[Saved entries]

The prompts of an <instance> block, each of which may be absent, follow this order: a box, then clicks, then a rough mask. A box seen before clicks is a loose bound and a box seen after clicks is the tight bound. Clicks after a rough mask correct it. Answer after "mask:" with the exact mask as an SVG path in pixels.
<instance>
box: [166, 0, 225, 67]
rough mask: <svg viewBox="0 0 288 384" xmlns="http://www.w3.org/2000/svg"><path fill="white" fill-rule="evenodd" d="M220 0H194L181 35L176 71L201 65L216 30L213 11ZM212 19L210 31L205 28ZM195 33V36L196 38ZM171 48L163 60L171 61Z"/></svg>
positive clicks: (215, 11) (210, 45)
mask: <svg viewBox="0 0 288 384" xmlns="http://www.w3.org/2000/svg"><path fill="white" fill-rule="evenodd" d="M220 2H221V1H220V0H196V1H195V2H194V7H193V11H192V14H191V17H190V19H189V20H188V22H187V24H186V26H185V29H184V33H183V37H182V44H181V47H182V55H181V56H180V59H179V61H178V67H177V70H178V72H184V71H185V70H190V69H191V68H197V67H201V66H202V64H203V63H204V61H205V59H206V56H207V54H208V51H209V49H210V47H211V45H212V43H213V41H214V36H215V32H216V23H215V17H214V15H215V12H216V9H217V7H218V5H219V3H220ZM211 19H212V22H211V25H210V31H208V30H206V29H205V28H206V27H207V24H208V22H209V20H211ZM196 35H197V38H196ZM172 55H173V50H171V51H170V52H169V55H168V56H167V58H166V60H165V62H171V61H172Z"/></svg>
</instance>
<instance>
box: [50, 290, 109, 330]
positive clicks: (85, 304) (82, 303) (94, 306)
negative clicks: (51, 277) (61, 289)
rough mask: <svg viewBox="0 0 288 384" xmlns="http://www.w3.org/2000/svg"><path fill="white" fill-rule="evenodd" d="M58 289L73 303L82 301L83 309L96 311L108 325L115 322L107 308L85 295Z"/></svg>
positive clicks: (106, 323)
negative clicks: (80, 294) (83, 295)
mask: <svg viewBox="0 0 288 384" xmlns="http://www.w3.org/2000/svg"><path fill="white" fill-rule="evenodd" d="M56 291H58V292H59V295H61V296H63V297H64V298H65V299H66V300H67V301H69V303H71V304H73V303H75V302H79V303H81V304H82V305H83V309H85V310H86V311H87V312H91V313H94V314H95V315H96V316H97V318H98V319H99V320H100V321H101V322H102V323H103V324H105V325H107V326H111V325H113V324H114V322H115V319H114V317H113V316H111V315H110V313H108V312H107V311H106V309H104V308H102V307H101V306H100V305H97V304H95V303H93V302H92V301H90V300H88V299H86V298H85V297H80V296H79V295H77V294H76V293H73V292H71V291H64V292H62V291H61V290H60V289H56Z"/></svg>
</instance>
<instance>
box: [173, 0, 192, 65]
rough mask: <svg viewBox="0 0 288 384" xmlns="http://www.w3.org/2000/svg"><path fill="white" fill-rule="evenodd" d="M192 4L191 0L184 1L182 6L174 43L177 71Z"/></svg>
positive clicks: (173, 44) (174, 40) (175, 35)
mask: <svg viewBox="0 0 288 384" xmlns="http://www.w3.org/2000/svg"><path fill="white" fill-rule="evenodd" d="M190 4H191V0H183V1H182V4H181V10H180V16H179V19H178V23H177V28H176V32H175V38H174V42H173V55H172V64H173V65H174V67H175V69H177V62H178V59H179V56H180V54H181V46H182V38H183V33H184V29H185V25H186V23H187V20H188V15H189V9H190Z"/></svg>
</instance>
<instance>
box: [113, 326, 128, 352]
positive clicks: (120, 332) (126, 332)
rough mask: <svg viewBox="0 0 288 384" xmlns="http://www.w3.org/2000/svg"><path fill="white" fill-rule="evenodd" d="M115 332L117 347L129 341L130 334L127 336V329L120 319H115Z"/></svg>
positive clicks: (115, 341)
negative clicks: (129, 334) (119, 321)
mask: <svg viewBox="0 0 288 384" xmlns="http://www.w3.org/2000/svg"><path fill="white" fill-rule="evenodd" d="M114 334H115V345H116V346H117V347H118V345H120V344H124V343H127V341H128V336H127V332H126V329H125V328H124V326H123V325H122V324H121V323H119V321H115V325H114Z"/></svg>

Task objective —
Report the number of lines in these entries that hold the word "rough". Add nothing else.

Result below —
5